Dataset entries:

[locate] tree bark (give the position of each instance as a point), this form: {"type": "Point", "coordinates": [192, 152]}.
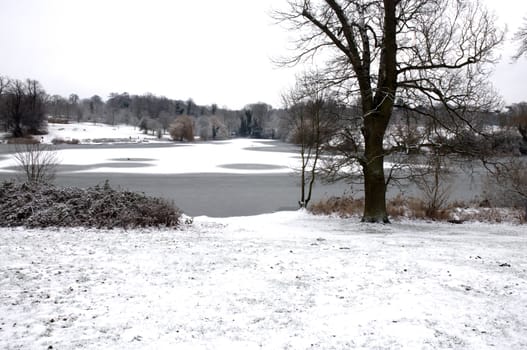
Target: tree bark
{"type": "Point", "coordinates": [373, 170]}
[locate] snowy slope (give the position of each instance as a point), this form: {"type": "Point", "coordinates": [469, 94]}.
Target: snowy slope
{"type": "Point", "coordinates": [287, 280]}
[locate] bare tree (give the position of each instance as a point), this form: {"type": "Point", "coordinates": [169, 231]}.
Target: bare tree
{"type": "Point", "coordinates": [426, 52]}
{"type": "Point", "coordinates": [521, 38]}
{"type": "Point", "coordinates": [37, 162]}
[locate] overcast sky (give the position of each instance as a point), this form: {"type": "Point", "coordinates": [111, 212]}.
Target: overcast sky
{"type": "Point", "coordinates": [212, 51]}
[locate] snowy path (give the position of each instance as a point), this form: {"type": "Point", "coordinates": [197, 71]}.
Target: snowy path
{"type": "Point", "coordinates": [278, 281]}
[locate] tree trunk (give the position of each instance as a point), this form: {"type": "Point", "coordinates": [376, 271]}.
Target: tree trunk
{"type": "Point", "coordinates": [374, 182]}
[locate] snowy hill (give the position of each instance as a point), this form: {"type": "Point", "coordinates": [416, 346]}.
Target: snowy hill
{"type": "Point", "coordinates": [277, 281]}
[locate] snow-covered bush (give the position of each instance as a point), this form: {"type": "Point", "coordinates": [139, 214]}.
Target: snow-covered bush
{"type": "Point", "coordinates": [43, 205]}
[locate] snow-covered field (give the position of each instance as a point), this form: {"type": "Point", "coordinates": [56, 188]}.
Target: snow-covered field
{"type": "Point", "coordinates": [276, 281]}
{"type": "Point", "coordinates": [88, 133]}
{"type": "Point", "coordinates": [236, 156]}
{"type": "Point", "coordinates": [286, 280]}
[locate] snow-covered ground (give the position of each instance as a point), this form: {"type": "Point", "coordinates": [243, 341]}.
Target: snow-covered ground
{"type": "Point", "coordinates": [88, 133]}
{"type": "Point", "coordinates": [236, 156]}
{"type": "Point", "coordinates": [287, 280]}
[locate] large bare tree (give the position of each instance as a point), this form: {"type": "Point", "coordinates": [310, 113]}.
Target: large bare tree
{"type": "Point", "coordinates": [421, 52]}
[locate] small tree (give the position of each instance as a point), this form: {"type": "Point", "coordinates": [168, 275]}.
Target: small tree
{"type": "Point", "coordinates": [182, 129]}
{"type": "Point", "coordinates": [313, 121]}
{"type": "Point", "coordinates": [37, 162]}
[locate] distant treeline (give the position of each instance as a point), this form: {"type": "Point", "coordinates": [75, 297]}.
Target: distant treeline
{"type": "Point", "coordinates": [25, 107]}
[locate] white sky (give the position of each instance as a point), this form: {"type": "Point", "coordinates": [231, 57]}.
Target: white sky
{"type": "Point", "coordinates": [212, 51]}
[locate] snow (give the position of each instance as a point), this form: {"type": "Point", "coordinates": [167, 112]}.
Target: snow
{"type": "Point", "coordinates": [91, 132]}
{"type": "Point", "coordinates": [287, 280]}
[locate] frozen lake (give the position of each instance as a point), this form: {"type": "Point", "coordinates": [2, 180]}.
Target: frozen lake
{"type": "Point", "coordinates": [227, 178]}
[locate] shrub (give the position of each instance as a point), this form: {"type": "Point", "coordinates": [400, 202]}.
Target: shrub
{"type": "Point", "coordinates": [42, 205]}
{"type": "Point", "coordinates": [344, 206]}
{"type": "Point", "coordinates": [37, 162]}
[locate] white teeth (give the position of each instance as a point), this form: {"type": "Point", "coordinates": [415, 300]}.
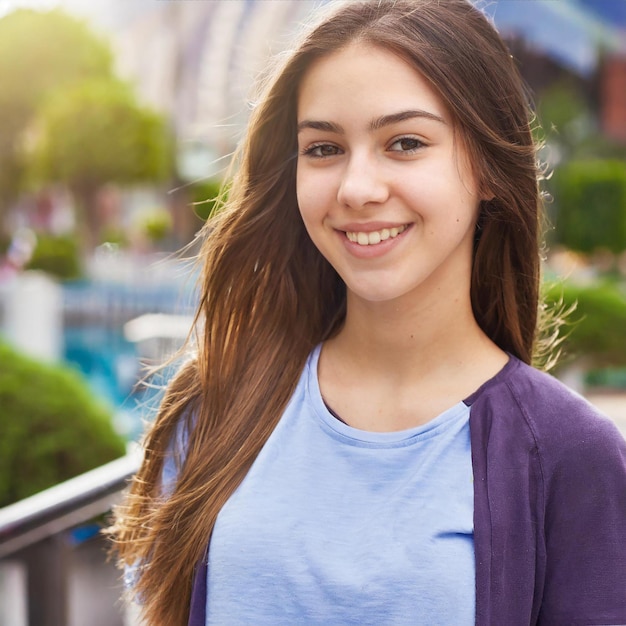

Task |
Print the records again exactly, pictures excluded.

Exercise answer |
[locate] tree bark (give the position of each instance as a point), this form: {"type": "Point", "coordinates": [192, 152]}.
Target: tree bark
{"type": "Point", "coordinates": [373, 170]}
[locate] snowy slope (give the position of each instance as a point), this form: {"type": "Point", "coordinates": [469, 94]}.
Target: snowy slope
{"type": "Point", "coordinates": [287, 280]}
[locate] bare tree (give the position of each instance as a point), this form: {"type": "Point", "coordinates": [169, 231]}.
Target: bare tree
{"type": "Point", "coordinates": [426, 52]}
{"type": "Point", "coordinates": [521, 38]}
{"type": "Point", "coordinates": [37, 162]}
[locate] overcast sky (give the position of each instance as a point), this form: {"type": "Point", "coordinates": [111, 212]}.
Target: overcast sky
{"type": "Point", "coordinates": [212, 51]}
[locate] snowy path (give the position of each instance as a point), this form: {"type": "Point", "coordinates": [197, 71]}.
Target: snowy path
{"type": "Point", "coordinates": [278, 281]}
[locate] tree trunk (give the position of each instance as a point), this form: {"type": "Point", "coordinates": [376, 271]}.
Target: tree trunk
{"type": "Point", "coordinates": [374, 182]}
[locate] snowy hill (give the position of each instance as a point), this form: {"type": "Point", "coordinates": [416, 346]}.
Target: snowy hill
{"type": "Point", "coordinates": [277, 281]}
[locate] snow-covered bush (give the position of each instance as a point), this form: {"type": "Point", "coordinates": [139, 214]}.
Target: snow-covered bush
{"type": "Point", "coordinates": [43, 205]}
[locate] snow-covered field (give the position of each instance as a point), this form: {"type": "Point", "coordinates": [56, 188]}.
Target: snow-covered field
{"type": "Point", "coordinates": [276, 281]}
{"type": "Point", "coordinates": [88, 133]}
{"type": "Point", "coordinates": [236, 156]}
{"type": "Point", "coordinates": [286, 280]}
[locate] snow-covered ground (give the position of each instance as a point), this form: {"type": "Point", "coordinates": [243, 341]}.
Target: snow-covered ground
{"type": "Point", "coordinates": [88, 133]}
{"type": "Point", "coordinates": [236, 156]}
{"type": "Point", "coordinates": [287, 280]}
[locate] large bare tree (give the position of each instance as a point), this form: {"type": "Point", "coordinates": [310, 113]}.
Target: large bare tree
{"type": "Point", "coordinates": [421, 52]}
[locate] small tree (give the position of each instance as a point), this form: {"type": "Point", "coordinates": [168, 275]}.
Target: small tree
{"type": "Point", "coordinates": [182, 129]}
{"type": "Point", "coordinates": [313, 121]}
{"type": "Point", "coordinates": [37, 162]}
[locate] distant treeline (give the position of each instance as a point), this form: {"type": "Point", "coordinates": [75, 297]}.
Target: distant treeline
{"type": "Point", "coordinates": [25, 107]}
[locate] white sky (give the position of each instance as a point), this form: {"type": "Point", "coordinates": [231, 57]}.
Target: white sky
{"type": "Point", "coordinates": [212, 51]}
[locate] snow (give the position of each instance as a point), this form: {"type": "Point", "coordinates": [167, 112]}.
Target: snow
{"type": "Point", "coordinates": [91, 132]}
{"type": "Point", "coordinates": [287, 280]}
[locate] frozen lake (give the position of each instance as a point), this form: {"type": "Point", "coordinates": [2, 180]}.
Target: frozen lake
{"type": "Point", "coordinates": [227, 178]}
[locate] shrub (give the position of each instance as a point), this form: {"type": "Point", "coordinates": [400, 202]}.
Target: shrub
{"type": "Point", "coordinates": [42, 205]}
{"type": "Point", "coordinates": [344, 206]}
{"type": "Point", "coordinates": [37, 162]}
[locate] white teeth (give the position of each instance as a point), this form: {"type": "Point", "coordinates": [415, 300]}.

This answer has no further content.